From the first line of the records through the line containing "outline --target=chandelier --format='one", retype every line exactly and nothing else.
********
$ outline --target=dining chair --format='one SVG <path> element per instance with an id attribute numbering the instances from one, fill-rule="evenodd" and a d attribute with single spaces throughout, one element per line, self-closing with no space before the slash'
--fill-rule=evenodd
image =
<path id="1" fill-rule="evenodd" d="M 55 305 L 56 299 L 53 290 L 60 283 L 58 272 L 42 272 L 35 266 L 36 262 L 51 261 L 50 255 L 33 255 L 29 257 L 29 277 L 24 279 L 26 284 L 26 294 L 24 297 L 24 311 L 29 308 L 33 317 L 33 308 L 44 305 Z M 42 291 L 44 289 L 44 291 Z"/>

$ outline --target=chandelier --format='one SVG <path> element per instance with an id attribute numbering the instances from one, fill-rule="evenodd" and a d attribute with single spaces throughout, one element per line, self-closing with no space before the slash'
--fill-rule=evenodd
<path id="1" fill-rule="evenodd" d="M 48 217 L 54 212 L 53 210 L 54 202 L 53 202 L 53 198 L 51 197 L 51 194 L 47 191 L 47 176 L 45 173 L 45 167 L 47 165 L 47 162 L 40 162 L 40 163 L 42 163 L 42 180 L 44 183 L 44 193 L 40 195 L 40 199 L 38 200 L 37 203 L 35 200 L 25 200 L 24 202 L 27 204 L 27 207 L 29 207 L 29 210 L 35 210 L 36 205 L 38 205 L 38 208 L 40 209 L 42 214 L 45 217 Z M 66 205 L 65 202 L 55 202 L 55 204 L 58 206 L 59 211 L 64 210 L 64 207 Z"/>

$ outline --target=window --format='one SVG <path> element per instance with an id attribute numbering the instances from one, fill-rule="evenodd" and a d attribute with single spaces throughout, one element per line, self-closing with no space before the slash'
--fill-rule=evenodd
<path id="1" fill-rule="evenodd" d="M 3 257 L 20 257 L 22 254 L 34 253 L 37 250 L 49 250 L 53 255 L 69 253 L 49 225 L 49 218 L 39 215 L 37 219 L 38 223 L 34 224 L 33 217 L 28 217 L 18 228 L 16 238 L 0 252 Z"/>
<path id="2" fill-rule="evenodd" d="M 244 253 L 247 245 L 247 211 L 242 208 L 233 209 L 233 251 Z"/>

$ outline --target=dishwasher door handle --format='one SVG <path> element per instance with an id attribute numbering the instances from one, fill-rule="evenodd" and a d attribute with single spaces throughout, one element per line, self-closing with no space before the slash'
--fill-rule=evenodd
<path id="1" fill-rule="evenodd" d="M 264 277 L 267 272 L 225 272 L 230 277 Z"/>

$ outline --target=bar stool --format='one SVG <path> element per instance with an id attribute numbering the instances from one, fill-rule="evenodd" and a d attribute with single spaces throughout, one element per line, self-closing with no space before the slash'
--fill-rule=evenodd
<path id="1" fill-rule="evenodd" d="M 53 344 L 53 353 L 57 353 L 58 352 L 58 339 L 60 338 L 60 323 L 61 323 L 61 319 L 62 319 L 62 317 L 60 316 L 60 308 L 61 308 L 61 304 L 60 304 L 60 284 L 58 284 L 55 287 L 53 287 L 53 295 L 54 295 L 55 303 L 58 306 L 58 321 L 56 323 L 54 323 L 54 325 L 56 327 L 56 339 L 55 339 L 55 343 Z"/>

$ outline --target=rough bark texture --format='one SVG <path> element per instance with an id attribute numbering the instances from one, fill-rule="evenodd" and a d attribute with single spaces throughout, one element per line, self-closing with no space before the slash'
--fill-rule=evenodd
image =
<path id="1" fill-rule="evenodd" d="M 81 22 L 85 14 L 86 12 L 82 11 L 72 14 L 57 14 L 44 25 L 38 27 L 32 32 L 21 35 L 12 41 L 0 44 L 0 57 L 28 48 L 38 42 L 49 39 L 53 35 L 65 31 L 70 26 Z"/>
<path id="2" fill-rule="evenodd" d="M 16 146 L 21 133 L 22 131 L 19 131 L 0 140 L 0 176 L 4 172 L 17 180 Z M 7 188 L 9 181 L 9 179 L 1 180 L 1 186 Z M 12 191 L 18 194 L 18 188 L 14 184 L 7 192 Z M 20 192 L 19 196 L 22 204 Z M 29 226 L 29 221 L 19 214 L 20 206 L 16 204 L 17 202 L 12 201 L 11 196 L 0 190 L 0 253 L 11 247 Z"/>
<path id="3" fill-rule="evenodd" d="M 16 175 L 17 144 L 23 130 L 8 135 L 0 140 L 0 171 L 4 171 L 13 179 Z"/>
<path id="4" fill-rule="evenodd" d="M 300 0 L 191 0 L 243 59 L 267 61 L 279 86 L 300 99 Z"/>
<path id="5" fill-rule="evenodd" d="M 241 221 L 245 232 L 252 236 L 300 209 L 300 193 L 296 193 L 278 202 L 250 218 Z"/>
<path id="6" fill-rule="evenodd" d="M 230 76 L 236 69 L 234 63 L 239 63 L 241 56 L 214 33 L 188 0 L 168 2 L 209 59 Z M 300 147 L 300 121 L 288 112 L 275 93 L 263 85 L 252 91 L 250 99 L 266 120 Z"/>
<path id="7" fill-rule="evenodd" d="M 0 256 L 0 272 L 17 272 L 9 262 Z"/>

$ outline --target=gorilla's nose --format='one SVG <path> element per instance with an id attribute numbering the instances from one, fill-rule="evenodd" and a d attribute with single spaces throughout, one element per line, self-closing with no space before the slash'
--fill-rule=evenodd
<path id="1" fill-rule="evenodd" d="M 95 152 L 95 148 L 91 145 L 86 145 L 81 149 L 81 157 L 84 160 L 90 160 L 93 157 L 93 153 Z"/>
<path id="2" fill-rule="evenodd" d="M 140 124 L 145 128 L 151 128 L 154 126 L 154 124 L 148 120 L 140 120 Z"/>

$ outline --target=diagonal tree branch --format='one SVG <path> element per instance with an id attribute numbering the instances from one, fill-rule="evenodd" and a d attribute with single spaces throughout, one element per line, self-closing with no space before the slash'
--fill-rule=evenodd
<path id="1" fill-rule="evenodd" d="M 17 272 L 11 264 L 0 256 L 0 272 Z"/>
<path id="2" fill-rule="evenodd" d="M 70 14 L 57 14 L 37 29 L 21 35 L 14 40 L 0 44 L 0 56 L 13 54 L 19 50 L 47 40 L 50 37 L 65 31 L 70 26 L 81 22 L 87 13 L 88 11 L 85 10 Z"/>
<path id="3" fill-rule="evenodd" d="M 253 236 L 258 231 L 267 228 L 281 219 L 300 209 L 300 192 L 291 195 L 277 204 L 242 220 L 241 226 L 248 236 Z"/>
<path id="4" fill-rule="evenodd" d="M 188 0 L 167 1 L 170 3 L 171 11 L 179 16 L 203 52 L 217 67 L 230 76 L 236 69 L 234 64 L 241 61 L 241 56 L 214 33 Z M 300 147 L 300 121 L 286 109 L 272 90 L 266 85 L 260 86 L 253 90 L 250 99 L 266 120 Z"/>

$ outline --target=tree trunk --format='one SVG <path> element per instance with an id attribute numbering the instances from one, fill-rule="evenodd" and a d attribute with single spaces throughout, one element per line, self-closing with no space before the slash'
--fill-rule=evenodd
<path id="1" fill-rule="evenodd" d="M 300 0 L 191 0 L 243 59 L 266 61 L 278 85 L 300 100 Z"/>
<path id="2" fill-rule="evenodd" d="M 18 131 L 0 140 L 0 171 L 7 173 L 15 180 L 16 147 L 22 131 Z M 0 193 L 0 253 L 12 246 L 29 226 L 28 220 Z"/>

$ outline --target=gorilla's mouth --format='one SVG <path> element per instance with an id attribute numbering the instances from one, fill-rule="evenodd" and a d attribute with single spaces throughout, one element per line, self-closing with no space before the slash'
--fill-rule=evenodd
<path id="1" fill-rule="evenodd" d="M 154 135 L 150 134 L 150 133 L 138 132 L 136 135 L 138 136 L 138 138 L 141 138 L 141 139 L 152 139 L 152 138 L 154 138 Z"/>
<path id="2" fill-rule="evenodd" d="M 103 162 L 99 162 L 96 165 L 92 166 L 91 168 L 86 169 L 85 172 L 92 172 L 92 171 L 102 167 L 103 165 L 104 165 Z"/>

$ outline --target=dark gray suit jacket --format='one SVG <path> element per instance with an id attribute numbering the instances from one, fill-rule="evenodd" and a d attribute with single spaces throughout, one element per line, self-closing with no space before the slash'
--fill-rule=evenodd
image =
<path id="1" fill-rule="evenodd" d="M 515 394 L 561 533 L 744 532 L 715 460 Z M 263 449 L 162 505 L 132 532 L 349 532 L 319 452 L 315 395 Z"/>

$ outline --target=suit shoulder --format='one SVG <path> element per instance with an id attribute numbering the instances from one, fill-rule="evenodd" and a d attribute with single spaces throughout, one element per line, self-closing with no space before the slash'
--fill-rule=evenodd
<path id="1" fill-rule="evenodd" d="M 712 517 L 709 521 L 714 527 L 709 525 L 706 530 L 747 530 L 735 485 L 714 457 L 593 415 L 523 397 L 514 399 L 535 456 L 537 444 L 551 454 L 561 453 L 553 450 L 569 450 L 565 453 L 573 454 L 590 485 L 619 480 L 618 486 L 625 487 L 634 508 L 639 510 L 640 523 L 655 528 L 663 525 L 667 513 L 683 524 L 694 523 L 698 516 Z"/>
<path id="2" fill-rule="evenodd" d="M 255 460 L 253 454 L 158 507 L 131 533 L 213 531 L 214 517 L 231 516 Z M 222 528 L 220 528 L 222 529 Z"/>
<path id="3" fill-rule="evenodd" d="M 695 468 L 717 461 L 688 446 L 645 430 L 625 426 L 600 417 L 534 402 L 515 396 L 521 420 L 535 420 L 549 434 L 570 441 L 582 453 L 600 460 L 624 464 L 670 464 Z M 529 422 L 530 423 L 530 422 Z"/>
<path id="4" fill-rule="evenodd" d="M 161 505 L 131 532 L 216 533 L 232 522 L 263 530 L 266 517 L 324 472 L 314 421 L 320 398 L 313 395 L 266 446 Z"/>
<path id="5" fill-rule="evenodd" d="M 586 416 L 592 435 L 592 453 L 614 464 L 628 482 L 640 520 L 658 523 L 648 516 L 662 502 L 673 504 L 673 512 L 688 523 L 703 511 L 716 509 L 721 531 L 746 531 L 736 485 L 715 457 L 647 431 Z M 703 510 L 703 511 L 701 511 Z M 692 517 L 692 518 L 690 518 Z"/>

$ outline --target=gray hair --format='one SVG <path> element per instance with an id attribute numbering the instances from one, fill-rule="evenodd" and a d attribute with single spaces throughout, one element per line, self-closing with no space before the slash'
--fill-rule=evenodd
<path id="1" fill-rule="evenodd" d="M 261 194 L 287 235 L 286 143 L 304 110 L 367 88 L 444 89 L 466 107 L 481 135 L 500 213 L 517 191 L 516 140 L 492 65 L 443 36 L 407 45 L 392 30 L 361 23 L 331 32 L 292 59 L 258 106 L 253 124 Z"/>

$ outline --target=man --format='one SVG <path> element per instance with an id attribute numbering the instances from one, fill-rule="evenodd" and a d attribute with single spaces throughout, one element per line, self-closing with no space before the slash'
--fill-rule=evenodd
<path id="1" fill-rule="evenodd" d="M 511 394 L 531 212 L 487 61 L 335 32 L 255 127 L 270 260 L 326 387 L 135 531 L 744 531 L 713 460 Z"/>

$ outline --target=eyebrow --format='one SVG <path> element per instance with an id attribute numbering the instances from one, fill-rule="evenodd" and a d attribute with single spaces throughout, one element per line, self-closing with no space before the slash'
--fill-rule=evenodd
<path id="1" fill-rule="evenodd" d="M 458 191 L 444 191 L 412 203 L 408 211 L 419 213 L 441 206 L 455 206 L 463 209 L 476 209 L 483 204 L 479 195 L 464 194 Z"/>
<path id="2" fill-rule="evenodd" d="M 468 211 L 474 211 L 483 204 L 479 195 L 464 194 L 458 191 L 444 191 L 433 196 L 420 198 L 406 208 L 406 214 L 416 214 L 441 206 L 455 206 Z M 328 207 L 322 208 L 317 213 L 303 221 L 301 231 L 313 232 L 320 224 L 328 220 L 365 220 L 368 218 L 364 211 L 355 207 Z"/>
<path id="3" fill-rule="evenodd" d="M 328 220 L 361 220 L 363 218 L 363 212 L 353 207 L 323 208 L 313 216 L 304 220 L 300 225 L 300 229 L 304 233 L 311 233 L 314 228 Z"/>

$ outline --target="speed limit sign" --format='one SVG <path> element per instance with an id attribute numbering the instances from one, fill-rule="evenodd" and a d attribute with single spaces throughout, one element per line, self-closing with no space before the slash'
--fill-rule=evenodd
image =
********
▶ **ANSWER FOR THE TASK**:
$ outline --target=dining chair --format='one SVG <path> element per instance with an id attribute numbering the instances from one, fill-rule="evenodd" and a d attribute with single spaces throughout, one element per line, self-closing with no space before the slash'
--fill-rule=evenodd
image =
<path id="1" fill-rule="evenodd" d="M 55 305 L 56 299 L 53 290 L 60 283 L 58 272 L 42 272 L 35 266 L 36 262 L 51 261 L 50 255 L 33 255 L 29 257 L 29 277 L 24 279 L 26 284 L 26 294 L 24 297 L 24 311 L 29 308 L 33 317 L 33 308 L 44 305 Z M 42 291 L 44 289 L 44 291 Z"/>

$ outline --target=chandelier --format='one SVG <path> element per instance with an id attribute numbering the instances from one, fill-rule="evenodd" and a d attribute with single spaces throughout, one element per line, self-closing with no space before the slash'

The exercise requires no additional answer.